#### Document excerpt ####
Only one of London's lost rivers has a tube station named after it. The Fleet nearly managed an entire line, but the Queen's Silver Jubilee saw to that. Stamford Brook station is named after a waterway which used to flow nearby (but, to the best of my knowledge, not directly through). It's a peculiar waterway, Stamford Brook, in that it had three very distinct and separate sources. Two of those headed defiantly towards the Thames only to stop suddenly, turn east and join up with the third. All three flowed through that broad geographical entity we know today as "Acton". And some were alternatively known by different, and somewhat amusing, names. The western tributary, that's the Bollo Brook, and the middle one is the Warple. Honest.
Please be patient with me - this isn't a part of London I know well. It's also been especially difficult to determine where precisely each branch ran, or indeed if they even linked up like this at all. We're quite a way west of the West End here, well outside the scope of most historical maps of London, so there's not a lot of cartographical evidence to pinpoint the Stamford Brook's original course. But this was the very last of London's lost rivers to go underground, open in its upper reaches until the early 20th century, so some maps do exist. Meanwhile all of the rivers further to the west have survived on the surface - the Brent, the Crane and the Colne still flow.
#### Data ####
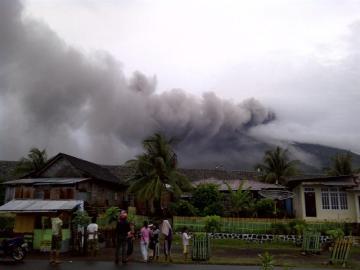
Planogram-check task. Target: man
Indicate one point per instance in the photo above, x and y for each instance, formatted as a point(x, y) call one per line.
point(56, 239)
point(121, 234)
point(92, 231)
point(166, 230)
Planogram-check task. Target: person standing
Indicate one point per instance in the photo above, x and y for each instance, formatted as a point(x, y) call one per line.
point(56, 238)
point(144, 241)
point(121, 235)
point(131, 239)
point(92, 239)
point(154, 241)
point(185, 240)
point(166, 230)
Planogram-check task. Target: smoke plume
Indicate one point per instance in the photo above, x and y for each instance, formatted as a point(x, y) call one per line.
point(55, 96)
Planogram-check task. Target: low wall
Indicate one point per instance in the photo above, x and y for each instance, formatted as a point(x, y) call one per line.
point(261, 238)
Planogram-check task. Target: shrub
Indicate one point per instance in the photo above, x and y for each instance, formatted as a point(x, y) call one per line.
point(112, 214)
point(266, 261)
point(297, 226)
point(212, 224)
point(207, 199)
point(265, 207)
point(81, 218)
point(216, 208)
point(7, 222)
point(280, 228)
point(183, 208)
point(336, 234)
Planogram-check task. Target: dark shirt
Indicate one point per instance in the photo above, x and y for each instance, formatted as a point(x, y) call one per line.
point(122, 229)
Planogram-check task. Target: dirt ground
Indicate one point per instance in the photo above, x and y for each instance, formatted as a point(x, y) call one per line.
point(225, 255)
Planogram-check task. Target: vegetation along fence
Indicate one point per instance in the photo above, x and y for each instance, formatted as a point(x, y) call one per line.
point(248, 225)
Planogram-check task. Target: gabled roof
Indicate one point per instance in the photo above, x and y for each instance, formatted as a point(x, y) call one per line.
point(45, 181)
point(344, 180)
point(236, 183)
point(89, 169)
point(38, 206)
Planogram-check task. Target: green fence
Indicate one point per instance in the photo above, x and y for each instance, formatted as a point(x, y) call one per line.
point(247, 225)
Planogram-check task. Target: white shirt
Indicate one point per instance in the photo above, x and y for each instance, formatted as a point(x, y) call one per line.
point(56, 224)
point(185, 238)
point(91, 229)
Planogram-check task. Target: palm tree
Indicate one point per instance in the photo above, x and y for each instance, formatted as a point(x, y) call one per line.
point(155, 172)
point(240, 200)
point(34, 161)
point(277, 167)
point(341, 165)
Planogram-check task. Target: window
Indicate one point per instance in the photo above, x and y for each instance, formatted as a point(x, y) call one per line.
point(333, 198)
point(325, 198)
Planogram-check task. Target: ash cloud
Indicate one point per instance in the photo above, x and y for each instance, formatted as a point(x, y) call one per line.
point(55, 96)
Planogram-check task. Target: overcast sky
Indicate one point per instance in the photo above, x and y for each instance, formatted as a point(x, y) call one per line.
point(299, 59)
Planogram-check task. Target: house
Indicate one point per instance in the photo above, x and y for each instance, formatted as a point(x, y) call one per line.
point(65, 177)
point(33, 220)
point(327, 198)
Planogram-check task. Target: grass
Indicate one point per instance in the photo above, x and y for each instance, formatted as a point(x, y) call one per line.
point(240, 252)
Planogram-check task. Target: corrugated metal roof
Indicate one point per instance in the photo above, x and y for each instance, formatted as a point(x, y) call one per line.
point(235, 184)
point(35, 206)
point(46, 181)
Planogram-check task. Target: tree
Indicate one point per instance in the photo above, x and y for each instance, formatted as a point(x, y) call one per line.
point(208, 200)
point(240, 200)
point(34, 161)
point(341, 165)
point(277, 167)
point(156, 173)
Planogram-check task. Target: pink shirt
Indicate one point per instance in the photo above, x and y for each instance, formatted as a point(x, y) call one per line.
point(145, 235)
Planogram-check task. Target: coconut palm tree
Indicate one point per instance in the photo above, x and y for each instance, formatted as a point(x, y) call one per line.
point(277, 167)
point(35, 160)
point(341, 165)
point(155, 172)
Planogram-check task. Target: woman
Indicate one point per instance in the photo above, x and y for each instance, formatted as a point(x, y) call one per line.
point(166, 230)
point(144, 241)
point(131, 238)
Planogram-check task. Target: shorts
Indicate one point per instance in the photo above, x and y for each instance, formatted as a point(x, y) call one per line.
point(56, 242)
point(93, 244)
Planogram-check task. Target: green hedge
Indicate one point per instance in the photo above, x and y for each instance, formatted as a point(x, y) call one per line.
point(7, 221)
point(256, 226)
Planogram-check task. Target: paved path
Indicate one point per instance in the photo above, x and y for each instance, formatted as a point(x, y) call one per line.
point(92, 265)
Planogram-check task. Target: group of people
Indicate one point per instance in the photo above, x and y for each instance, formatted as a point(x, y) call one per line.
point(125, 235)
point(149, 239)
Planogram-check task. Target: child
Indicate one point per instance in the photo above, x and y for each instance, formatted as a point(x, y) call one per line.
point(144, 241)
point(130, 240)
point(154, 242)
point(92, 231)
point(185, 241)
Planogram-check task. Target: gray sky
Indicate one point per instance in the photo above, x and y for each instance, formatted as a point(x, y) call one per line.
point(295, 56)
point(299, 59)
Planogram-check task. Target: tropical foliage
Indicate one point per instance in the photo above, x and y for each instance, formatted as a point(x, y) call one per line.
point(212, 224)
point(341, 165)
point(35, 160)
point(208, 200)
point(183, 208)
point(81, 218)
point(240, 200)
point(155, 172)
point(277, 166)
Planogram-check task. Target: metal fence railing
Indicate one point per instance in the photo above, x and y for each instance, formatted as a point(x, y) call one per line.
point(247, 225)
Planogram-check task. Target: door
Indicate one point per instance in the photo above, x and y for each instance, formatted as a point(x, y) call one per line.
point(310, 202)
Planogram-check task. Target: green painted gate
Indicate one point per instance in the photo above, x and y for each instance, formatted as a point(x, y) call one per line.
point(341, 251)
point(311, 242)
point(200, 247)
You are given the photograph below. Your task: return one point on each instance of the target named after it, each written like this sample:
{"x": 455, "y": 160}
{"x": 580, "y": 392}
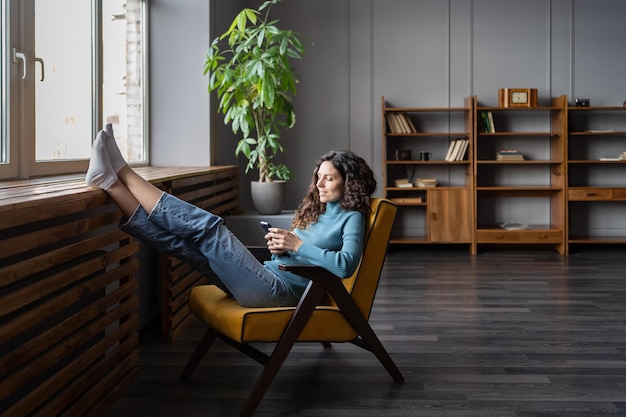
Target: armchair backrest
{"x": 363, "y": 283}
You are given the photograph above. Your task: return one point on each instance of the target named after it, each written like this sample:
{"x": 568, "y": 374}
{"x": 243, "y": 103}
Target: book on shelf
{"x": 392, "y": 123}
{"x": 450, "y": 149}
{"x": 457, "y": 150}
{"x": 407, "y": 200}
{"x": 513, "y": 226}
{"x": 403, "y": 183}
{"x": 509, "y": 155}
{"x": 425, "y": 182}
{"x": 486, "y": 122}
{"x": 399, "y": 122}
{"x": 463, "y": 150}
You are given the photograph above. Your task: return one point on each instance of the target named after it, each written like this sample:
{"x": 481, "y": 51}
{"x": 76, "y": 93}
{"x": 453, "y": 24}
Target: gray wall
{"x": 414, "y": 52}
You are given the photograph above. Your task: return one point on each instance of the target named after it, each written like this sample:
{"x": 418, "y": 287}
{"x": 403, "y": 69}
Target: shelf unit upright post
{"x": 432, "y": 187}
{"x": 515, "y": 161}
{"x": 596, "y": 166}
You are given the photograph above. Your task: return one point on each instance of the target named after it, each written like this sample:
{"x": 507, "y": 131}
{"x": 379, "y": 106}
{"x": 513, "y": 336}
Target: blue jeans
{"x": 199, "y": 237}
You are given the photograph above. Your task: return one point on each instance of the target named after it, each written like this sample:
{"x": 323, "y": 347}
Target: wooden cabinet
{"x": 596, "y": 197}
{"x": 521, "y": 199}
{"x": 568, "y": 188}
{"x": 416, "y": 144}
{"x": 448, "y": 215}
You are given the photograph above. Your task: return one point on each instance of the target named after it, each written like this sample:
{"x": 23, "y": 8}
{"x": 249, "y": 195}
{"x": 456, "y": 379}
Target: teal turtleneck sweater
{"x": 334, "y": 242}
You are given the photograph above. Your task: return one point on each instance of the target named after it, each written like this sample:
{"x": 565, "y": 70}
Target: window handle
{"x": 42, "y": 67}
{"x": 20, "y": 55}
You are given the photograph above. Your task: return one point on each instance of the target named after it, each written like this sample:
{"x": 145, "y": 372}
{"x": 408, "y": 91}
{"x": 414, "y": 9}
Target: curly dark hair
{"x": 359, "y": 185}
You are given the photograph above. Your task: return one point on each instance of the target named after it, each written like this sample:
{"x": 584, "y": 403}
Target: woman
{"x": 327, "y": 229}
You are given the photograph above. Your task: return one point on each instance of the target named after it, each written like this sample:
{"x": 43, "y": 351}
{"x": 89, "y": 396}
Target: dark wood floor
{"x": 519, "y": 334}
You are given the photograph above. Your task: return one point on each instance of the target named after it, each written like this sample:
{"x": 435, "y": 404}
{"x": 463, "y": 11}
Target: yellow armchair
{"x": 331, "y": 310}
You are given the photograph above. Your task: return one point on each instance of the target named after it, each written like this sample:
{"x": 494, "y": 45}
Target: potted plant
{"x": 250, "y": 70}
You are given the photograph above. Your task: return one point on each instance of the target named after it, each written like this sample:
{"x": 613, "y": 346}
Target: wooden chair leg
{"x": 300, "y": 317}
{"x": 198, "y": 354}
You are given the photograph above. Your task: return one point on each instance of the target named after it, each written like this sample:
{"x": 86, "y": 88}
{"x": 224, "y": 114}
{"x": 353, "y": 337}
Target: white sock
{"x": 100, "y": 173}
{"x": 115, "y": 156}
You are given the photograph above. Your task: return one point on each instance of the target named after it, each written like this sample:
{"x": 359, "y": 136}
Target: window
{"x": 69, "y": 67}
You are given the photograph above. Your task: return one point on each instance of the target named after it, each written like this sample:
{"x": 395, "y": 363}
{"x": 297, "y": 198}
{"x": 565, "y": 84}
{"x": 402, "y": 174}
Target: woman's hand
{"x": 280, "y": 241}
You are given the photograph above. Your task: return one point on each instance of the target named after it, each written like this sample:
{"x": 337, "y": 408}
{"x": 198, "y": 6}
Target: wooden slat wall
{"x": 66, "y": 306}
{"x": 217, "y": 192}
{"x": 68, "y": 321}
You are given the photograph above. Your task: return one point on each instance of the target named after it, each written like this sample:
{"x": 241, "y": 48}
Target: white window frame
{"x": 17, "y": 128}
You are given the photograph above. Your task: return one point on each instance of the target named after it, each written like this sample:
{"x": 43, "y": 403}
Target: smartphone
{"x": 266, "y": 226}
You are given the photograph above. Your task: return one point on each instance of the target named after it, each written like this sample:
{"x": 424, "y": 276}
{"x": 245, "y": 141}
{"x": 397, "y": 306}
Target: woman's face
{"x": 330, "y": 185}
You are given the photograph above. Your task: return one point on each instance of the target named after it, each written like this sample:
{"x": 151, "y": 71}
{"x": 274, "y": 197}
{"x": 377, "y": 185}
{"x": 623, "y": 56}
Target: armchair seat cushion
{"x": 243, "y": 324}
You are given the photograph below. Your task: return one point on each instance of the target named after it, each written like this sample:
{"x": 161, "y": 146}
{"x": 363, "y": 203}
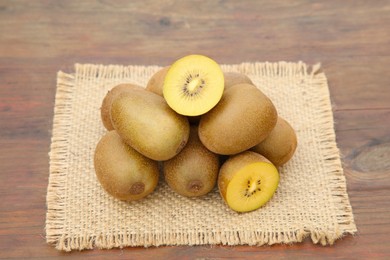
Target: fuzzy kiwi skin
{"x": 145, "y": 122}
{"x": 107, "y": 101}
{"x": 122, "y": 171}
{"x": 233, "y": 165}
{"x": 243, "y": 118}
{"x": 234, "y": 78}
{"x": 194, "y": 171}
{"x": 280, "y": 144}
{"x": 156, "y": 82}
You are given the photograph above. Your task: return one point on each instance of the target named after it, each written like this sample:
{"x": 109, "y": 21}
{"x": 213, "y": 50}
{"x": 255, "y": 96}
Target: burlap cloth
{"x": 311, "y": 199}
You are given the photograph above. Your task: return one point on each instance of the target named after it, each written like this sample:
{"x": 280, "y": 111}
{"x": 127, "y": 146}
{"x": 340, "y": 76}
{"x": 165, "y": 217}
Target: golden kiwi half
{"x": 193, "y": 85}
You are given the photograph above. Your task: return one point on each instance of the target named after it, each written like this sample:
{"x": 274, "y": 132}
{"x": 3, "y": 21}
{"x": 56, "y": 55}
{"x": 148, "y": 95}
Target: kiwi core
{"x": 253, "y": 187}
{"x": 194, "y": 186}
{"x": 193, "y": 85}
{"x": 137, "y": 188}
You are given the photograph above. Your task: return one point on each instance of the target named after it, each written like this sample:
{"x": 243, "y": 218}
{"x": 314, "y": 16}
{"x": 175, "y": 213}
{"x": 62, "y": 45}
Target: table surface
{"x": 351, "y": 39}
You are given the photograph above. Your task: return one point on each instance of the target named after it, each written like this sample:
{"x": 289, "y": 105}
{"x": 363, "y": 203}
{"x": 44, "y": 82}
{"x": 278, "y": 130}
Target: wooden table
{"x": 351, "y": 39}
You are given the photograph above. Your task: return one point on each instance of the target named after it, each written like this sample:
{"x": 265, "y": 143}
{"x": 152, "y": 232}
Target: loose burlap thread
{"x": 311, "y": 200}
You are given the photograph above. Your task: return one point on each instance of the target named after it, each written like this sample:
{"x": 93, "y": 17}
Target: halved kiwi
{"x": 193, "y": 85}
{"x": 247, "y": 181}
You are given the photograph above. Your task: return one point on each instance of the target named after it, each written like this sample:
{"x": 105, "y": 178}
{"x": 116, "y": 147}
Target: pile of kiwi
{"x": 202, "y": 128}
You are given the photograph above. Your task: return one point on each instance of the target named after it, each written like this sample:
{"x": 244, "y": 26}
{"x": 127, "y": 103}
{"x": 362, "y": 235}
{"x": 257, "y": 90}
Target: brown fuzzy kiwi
####
**Task list:**
**1.** In the Stamford Brook passage, rewrite the stretch from "Only one of" through "the Warple. Honest.", swapping "Acton" for "Chiswick".
**2.** Extend the Stamford Brook passage, picking up after its final sentence.
None of the lines is needed for what follows.

**Task results:**
**1.**
Only one of London's lost rivers has a tube station named after it. The Fleet nearly managed an entire line, but the Queen's Silver Jubilee saw to that. Stamford Brook station is named after a waterway which used to flow nearby (but, to the best of my knowledge, not directly through). It's a peculiar waterway, Stamford Brook, in that it had three very distinct and separate sources. Two of those headed defiantly towards the Thames only to stop suddenly, turn east and join up with the third. All three flowed through that broad geographical entity we know today as "Chiswick". And some were alternatively known by different, and somewhat amusing, names. The western tributary, that's the Bollo Brook, and the middle one is the Warple. Honest.

**2.**
One thing I've been surprised to discover while researching London's lost rivers this year is how incredibly important they are in defining boundaries. This is especially true in West London, where the existence of two long thin boroughs is entirely due to rivers that no longer exist. The boundary between Westminster and Kensington and Chelsea... a chunk of that follows the Westbourne. The boundary between Kensington and Chelsea and Hammersmith and Fulham... is almost precisely defined by Counter's Creek. The western boundary of Hammersmith and Fulham... follows very closely the line of Stamford Brook (bar a few modern tweaks to match administrative areas to reality). And as for the northeastern boundary of Hounslow, where the borough rubs up against Ealing... step forward the Bollo Brook. If you live out this way, then the public body to whom you pay your council tax is most likely determined by on which bank of an ancient unseen river you live. Lost these rivers may be, but their influence remains current.